Directive. Switch "negative" to "excluding" in the items starting at the beginning and ending with the line that contains "box: [166, 123, 211, 155]", and give those lines back with nothing else altered.

Material for this task.
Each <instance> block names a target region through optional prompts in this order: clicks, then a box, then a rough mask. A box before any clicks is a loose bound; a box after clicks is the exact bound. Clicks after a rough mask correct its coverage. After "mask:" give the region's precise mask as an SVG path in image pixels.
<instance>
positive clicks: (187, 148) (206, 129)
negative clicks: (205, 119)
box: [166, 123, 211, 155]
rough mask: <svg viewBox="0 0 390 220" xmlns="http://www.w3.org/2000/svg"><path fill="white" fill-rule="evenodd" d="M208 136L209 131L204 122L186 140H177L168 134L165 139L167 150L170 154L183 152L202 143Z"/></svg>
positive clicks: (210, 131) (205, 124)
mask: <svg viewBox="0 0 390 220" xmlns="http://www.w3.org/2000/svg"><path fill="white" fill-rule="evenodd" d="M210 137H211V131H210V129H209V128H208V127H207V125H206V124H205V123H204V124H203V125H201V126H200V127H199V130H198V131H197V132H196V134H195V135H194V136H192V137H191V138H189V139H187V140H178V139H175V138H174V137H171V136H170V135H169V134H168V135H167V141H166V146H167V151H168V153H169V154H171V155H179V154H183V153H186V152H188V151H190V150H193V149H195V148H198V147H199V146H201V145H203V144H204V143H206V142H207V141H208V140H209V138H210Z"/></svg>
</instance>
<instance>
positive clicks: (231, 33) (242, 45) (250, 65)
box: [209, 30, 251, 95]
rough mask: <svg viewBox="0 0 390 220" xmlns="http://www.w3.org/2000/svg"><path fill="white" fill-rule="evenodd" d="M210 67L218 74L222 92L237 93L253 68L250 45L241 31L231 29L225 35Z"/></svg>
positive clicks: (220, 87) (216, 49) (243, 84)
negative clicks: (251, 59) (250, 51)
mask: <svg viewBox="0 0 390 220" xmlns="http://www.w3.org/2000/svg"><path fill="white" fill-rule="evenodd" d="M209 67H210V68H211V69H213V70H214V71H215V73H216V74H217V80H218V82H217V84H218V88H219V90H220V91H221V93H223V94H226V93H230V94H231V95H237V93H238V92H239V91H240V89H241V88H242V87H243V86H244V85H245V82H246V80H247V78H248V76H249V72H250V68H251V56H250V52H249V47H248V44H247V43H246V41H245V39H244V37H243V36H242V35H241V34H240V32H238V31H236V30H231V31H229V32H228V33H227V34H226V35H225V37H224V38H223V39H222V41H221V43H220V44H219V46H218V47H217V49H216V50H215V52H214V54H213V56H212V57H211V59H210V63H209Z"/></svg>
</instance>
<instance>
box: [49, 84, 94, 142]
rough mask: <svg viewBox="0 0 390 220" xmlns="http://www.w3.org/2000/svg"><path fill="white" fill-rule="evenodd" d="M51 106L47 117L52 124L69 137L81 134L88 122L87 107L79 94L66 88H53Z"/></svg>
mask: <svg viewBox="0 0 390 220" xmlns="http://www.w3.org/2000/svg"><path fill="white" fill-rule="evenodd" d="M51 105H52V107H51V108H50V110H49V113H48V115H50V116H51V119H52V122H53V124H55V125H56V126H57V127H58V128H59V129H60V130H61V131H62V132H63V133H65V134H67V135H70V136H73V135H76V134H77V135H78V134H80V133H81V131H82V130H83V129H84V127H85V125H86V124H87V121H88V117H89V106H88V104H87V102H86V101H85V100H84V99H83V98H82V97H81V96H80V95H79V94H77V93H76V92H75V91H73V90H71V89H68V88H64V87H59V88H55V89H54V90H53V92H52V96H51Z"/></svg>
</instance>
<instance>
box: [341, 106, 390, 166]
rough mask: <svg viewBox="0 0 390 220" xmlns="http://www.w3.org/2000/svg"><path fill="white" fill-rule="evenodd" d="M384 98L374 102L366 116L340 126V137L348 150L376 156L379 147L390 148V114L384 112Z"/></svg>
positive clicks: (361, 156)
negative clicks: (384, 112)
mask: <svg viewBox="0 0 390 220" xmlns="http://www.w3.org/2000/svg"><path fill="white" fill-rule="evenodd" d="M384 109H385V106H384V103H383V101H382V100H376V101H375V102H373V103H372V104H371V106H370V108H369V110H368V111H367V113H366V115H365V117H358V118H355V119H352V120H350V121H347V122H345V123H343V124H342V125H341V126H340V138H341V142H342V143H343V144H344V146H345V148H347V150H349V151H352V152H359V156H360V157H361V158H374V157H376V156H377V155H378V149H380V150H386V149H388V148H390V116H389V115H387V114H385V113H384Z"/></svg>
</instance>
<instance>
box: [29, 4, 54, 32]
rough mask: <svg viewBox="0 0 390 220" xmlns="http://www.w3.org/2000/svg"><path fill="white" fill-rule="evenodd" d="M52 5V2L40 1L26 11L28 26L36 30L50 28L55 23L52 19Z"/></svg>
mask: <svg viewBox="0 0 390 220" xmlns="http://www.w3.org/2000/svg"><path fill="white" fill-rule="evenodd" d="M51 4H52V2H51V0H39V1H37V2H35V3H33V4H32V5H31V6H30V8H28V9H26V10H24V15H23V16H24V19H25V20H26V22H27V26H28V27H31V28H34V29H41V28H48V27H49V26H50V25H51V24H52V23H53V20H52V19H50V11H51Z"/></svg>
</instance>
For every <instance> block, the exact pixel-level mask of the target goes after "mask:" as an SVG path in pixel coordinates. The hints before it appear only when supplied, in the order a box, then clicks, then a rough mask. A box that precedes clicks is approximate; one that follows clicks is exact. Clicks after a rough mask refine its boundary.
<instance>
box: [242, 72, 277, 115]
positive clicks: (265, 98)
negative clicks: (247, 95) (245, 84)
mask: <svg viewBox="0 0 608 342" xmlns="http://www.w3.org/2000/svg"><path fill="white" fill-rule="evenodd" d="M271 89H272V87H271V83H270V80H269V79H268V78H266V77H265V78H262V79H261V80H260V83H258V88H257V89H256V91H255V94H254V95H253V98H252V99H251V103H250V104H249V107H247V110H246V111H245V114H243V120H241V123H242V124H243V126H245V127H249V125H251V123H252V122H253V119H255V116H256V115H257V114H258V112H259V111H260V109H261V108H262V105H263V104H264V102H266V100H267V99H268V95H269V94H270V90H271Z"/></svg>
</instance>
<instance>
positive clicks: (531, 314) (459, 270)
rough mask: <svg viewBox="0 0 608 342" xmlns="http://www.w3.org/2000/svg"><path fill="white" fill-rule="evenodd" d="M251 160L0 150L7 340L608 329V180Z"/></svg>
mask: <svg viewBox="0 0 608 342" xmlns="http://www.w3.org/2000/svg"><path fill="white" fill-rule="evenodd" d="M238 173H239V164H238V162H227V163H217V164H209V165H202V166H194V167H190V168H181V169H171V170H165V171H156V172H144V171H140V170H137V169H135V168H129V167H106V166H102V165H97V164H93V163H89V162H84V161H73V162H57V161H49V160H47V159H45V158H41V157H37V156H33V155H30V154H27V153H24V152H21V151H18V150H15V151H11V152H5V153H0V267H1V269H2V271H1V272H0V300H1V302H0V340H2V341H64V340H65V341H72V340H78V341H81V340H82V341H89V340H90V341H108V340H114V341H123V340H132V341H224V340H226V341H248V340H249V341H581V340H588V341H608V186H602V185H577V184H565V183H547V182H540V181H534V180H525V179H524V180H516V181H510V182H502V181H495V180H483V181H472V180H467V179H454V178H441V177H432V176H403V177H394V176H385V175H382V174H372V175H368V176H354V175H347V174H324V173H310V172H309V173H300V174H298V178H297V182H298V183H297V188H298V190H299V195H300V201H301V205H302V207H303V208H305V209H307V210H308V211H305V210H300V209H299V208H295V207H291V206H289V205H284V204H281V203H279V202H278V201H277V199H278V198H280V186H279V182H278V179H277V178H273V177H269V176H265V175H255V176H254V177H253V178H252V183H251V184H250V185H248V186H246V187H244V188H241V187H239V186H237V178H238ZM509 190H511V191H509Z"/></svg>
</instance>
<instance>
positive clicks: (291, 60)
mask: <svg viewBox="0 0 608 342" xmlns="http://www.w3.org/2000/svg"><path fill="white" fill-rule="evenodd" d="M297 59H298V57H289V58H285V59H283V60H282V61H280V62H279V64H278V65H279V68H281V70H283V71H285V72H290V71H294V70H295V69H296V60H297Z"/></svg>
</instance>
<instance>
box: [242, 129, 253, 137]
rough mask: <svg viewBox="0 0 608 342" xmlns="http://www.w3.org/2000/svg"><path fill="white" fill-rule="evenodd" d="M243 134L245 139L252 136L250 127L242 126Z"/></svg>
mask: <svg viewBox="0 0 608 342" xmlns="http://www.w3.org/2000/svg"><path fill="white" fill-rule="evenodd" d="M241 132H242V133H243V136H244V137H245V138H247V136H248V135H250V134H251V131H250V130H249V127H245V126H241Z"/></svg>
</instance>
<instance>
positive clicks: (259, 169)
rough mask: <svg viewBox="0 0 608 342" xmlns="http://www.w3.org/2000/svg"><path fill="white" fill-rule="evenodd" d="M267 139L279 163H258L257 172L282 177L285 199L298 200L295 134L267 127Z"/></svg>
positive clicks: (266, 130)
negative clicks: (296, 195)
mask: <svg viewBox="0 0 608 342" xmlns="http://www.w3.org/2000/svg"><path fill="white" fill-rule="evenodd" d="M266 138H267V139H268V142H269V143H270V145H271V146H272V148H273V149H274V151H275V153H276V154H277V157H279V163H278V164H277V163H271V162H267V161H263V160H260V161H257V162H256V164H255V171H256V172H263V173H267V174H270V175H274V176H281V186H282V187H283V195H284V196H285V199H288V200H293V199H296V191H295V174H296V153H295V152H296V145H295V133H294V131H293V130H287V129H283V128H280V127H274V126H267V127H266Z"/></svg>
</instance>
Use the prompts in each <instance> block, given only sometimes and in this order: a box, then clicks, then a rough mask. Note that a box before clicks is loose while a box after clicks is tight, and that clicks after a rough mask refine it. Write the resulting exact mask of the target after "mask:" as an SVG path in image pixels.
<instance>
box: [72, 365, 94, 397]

Result of the exercise.
Each <instance> block names a target region through optional prompts in this order: clicks, then a box, then a rough mask. A box before any clicks is a loose bound; a box after clicks is the exact bound. Clicks after a rough mask correct its coverage. After "mask:" give the region's precise mask as an SVG path in image pixels.
<instance>
positive clicks: (187, 148) (206, 129)
excluding clicks: (205, 119)
box: [166, 123, 211, 155]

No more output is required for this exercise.